• _Text provided_

How more sex really increases your chance of pregnancy
Could more sex increase your chance of getting pregnant? Research shows the answer is yes — but not just in the way you might expect.
Two new studies have found that sexual activity triggers physiological changes in the body that increase a woman’s chances of getting pregnant, even outside the window of ovulation. The results could eventually influence recommendations regarding how often couples trying to get pregnant should have sex — and could also potentially impact treatment for people with autoimmune disorders.
Sex causes immune system changes that ups chance of conception
“It’s a common recommendation that partners trying to have a baby should engage in regular intercourse to increase the woman’s changes of getting pregnant — even during so-called ‘non-fertile’ periods — although it’s unclear how this works,” Tierney Lorenz, a visiting research scientist at the Kinsey Institute from Indiana University. “This research is the first to show that the sexual activity may cause the body to promote types of immunity that support conception.
“It’s a new answer to an old riddle: How does sex that doesn’t happen during the fertile window still improve fertility?”
A few earlier studies show changes in immune function during pregnancy and after childbirth and changes in immunity across the menstrual cycle. But the IU research, published in the journals Fertility and Sterility and Physiology and Behavior, are the first to show that sexual activity plays a role in these changes with clear differences found in immune system regulation in women who are sexually active versus women who are sexually abstinent.

[Segmentation mask data]
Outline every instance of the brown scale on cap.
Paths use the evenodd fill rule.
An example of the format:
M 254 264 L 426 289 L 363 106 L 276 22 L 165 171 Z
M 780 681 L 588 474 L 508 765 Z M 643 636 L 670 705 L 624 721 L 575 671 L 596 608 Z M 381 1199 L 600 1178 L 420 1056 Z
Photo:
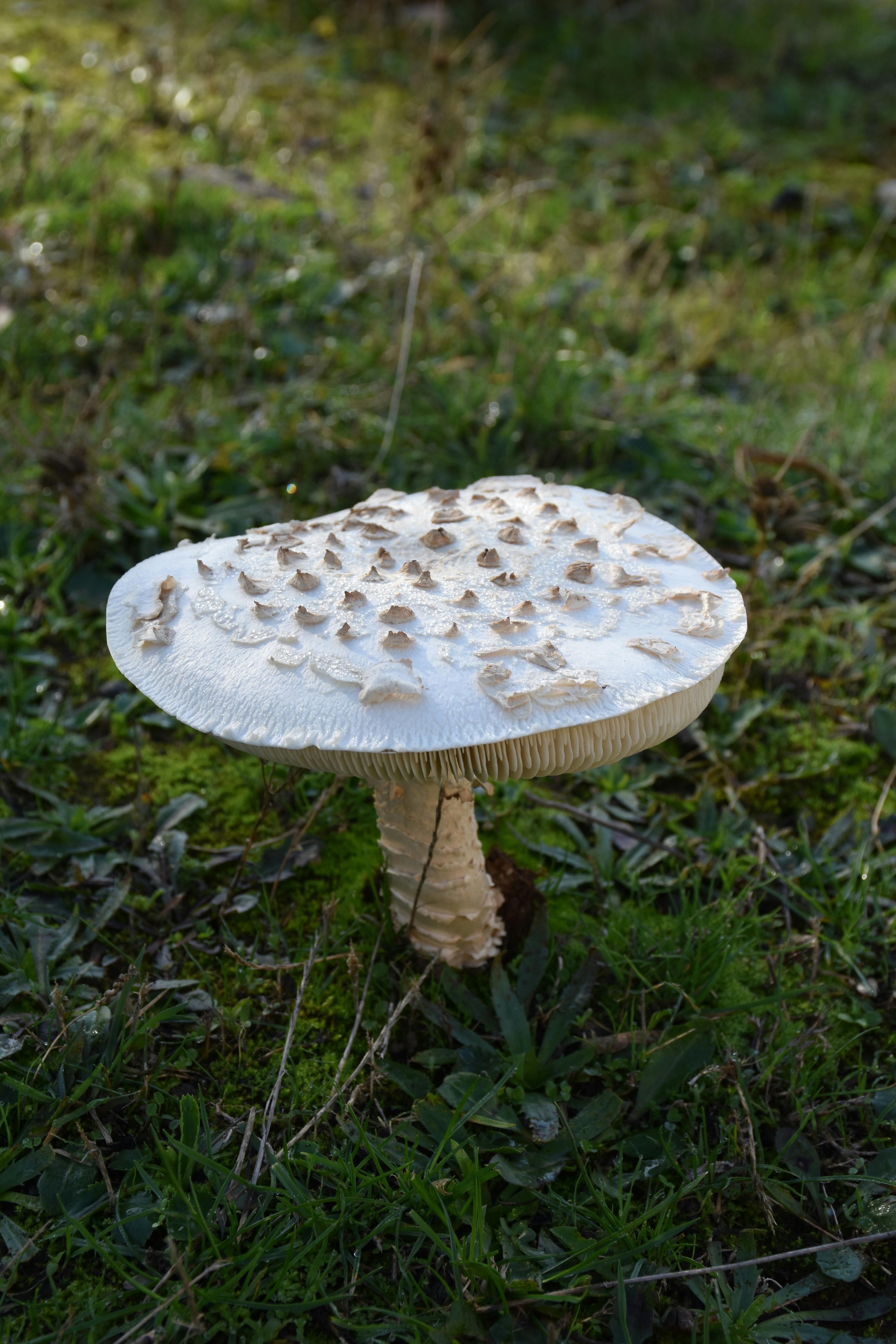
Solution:
M 666 642 L 666 640 L 626 640 L 626 648 L 641 649 L 642 653 L 652 653 L 654 659 L 681 657 L 681 649 L 677 649 L 674 644 Z
M 462 508 L 437 508 L 433 515 L 433 523 L 465 523 L 469 517 Z
M 610 582 L 614 587 L 643 587 L 650 579 L 643 574 L 629 574 L 621 564 L 611 564 Z
M 267 593 L 267 583 L 262 583 L 259 579 L 250 579 L 244 570 L 239 571 L 239 578 L 236 579 L 243 593 L 261 594 Z
M 383 625 L 407 625 L 408 621 L 415 620 L 410 606 L 390 606 L 387 612 L 380 612 Z
M 521 634 L 523 630 L 529 629 L 529 621 L 512 621 L 509 616 L 501 621 L 490 621 L 489 625 L 496 634 Z
M 450 546 L 453 540 L 451 534 L 446 532 L 443 527 L 434 527 L 420 538 L 423 546 L 429 546 L 430 551 L 438 551 L 443 546 Z
M 498 532 L 498 542 L 506 542 L 508 546 L 525 546 L 525 538 L 519 527 L 502 527 Z
M 304 570 L 296 570 L 289 581 L 289 587 L 296 587 L 300 593 L 310 593 L 318 583 L 317 574 L 306 574 Z
M 404 630 L 390 630 L 380 640 L 384 649 L 410 649 L 411 644 L 414 644 L 414 637 L 406 634 Z
M 297 606 L 293 616 L 300 625 L 320 625 L 326 620 L 326 612 L 309 612 L 305 606 Z
M 575 563 L 567 564 L 566 577 L 574 583 L 594 583 L 592 570 L 591 560 L 575 560 Z
M 298 564 L 300 560 L 306 560 L 306 559 L 308 556 L 305 555 L 305 551 L 292 551 L 289 546 L 281 546 L 281 548 L 277 552 L 277 563 L 279 564 L 281 570 L 287 570 L 293 564 Z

• _Assigned task_
Continue the article about sex and the chance of pregnancy, picking up after its final sentence.

• _Task response_
The results are based upon information from participants in the Kinsey Institute’s WISH Study — Women, Immunity and Sexual Health — which collected data across the menstrual cycle in 30 healthy women, about half of whom were sexually active and half of whom were sexually abstinent. Heiman and Demas were co-investigators on the study.
How helper T cells… help
In the first paper, Lorenz and colleagues report sexually active women experienced greater changes in helper T cells, and the proteins that T cells use to communicate. In the second paper, they report differences in antibody levels between the two groups.
Helper T cells manage the body’s immune response in part by activating the cells that destroy invading microbes in the body. The antibodies — also known as immunoglobulins — are secreted by white blood cells and play an important role fighting off foreign invaders in the body.
“The female body needs to navigate a tricky dilemma,” Lorenz says. “In order to protect itself, the body needs to defend against foreign invaders. But if it applies that logic to sperm or a fetus, then pregnancy can’t occur. The shifts in immunity that women experience may be a response to this problem.”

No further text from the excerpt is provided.